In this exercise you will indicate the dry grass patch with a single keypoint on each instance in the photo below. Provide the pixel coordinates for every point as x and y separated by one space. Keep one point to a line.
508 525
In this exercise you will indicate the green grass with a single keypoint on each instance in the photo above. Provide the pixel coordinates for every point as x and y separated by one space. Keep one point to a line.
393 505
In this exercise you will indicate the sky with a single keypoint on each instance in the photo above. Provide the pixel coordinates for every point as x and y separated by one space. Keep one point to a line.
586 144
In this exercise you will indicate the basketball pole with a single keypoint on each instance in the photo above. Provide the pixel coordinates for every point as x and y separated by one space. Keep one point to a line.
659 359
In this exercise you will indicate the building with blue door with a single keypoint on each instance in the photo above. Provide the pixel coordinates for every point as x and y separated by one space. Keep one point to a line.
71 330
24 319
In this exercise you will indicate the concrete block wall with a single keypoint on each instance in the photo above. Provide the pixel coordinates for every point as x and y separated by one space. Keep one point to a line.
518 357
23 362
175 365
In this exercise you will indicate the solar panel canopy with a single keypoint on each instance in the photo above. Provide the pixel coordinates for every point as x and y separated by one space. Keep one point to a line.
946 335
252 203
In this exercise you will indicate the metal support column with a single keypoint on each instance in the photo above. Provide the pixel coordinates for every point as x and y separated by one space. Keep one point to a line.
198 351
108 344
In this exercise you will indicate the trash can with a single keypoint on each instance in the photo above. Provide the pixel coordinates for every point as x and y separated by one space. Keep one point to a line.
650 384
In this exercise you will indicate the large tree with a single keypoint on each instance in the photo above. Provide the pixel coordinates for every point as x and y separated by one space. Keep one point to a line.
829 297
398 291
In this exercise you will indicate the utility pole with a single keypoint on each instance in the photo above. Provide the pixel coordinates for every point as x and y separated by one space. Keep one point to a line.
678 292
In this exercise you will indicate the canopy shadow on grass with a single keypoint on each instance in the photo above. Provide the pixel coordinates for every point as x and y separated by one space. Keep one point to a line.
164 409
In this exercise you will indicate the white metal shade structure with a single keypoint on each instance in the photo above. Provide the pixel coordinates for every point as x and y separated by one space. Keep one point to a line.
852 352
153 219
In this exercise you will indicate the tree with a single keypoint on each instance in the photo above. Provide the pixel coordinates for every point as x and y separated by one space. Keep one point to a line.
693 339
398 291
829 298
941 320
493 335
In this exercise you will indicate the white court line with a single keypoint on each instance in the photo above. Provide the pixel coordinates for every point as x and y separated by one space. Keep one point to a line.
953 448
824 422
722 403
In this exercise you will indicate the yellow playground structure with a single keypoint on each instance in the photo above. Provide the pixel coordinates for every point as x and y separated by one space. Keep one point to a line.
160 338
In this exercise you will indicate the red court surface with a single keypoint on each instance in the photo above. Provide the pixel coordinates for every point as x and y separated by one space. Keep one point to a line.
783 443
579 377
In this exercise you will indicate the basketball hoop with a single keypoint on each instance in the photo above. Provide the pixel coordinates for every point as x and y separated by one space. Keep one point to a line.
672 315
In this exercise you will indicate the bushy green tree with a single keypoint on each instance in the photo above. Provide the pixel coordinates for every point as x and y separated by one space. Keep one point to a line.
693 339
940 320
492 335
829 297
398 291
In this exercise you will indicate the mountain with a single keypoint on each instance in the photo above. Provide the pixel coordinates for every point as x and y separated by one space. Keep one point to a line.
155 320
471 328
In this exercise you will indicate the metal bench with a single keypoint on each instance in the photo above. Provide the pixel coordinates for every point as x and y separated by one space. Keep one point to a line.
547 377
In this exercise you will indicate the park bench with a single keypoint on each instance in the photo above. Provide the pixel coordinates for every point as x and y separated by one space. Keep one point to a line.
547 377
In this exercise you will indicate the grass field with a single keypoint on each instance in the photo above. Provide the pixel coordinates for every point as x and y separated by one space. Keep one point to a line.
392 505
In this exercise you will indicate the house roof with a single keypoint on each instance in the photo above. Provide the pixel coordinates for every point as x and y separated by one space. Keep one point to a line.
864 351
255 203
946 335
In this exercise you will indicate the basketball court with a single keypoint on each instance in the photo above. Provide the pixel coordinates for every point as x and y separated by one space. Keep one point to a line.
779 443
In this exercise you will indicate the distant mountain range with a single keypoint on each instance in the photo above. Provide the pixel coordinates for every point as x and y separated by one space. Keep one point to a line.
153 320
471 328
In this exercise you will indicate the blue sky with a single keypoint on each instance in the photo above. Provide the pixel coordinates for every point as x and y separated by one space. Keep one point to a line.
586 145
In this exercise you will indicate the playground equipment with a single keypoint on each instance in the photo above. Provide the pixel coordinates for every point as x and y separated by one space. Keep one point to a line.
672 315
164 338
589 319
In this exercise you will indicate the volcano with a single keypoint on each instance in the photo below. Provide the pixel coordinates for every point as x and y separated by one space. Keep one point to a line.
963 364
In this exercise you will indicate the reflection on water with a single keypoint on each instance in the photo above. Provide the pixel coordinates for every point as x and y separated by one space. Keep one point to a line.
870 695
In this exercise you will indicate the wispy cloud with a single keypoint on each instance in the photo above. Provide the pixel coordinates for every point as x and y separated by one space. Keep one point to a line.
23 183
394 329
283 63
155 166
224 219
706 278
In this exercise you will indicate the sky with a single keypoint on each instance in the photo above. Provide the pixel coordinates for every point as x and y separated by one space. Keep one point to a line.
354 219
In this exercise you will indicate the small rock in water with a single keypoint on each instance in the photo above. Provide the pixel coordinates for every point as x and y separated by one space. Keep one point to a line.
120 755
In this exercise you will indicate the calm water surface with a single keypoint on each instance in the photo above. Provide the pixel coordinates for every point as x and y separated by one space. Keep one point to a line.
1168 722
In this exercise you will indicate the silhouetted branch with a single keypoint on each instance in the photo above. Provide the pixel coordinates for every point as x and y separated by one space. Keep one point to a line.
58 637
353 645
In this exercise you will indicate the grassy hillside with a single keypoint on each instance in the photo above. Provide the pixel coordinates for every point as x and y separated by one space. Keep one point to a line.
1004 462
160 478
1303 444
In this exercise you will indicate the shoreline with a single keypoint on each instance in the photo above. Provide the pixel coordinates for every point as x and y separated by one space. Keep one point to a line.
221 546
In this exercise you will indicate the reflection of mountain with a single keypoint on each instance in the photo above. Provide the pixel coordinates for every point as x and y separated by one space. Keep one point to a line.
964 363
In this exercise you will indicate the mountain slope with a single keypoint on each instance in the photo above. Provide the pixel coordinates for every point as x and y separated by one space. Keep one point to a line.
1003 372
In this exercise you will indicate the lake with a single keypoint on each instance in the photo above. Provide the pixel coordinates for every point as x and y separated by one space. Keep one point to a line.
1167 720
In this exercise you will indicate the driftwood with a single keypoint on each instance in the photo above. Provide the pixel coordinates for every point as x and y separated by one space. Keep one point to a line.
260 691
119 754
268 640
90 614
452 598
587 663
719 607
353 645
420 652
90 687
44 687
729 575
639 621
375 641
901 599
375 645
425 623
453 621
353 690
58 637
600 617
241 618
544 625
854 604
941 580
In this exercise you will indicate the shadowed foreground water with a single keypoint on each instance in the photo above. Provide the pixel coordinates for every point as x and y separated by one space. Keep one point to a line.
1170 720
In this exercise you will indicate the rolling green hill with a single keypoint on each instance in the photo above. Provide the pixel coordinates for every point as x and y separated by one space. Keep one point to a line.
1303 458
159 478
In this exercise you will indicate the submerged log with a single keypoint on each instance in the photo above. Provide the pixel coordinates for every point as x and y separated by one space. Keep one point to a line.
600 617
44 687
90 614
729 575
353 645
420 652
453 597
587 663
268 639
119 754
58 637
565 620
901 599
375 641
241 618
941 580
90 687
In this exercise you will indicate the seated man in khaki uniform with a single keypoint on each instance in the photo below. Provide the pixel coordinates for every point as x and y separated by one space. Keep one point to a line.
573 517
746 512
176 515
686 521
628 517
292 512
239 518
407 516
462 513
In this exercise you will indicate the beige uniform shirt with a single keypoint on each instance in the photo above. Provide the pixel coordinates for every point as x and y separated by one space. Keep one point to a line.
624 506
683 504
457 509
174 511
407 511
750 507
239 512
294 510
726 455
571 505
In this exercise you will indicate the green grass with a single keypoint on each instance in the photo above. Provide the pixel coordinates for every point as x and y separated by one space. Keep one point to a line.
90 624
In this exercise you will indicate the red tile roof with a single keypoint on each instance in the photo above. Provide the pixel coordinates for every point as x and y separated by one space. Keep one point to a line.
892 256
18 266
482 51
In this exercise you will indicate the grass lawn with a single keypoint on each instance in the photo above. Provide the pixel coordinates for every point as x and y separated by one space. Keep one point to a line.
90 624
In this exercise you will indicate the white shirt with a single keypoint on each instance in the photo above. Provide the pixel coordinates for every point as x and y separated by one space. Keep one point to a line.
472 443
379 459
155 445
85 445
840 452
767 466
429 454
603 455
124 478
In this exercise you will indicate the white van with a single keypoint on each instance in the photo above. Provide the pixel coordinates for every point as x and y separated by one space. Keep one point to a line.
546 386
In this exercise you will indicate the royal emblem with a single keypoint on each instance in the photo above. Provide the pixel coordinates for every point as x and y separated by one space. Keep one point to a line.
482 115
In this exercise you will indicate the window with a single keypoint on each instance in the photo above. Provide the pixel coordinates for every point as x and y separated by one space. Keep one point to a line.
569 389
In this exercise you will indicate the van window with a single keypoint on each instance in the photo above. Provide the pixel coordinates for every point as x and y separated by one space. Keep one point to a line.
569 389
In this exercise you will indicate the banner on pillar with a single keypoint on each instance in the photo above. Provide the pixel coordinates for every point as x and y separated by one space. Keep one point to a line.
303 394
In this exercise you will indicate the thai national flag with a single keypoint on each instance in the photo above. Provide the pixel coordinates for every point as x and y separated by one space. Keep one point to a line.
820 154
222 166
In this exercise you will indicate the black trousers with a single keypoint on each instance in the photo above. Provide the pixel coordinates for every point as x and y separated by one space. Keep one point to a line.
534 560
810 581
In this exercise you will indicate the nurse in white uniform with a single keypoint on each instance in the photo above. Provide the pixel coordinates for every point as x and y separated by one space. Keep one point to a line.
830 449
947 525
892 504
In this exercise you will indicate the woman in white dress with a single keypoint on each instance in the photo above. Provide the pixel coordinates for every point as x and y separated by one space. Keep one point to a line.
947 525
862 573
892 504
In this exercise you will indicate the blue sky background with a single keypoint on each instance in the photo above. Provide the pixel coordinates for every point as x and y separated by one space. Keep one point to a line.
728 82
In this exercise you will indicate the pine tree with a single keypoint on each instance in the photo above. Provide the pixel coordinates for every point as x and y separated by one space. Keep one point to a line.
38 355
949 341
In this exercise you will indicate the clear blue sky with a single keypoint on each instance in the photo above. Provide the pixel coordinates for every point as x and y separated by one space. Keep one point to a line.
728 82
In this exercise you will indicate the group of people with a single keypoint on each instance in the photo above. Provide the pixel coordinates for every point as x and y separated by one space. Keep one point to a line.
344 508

————————

What you should do | Quote exactly what appears from the line containing "In this exercise you will indicate the pine" through the final line of the listing above, including both of those lines.

The solution |
In this exercise you will indicate the pine tree with a single keypoint on each instance in the photo above. Provide the pixel coordinates for every point as x and y separated by one space. Keep one point to a line.
38 355
949 341
In this exercise you will indicate the clear blue sky with a single keypoint on each instance in the photo above. Provide the pixel coordinates for every point as x and y separated by one space. Keep one point to a line.
728 82
In this exercise you will indicate the group of people with a single keypoint on each instance in the photo above. Provide the pixel coordinates for every point as x and y separated by one space. Keep one point to a line.
344 508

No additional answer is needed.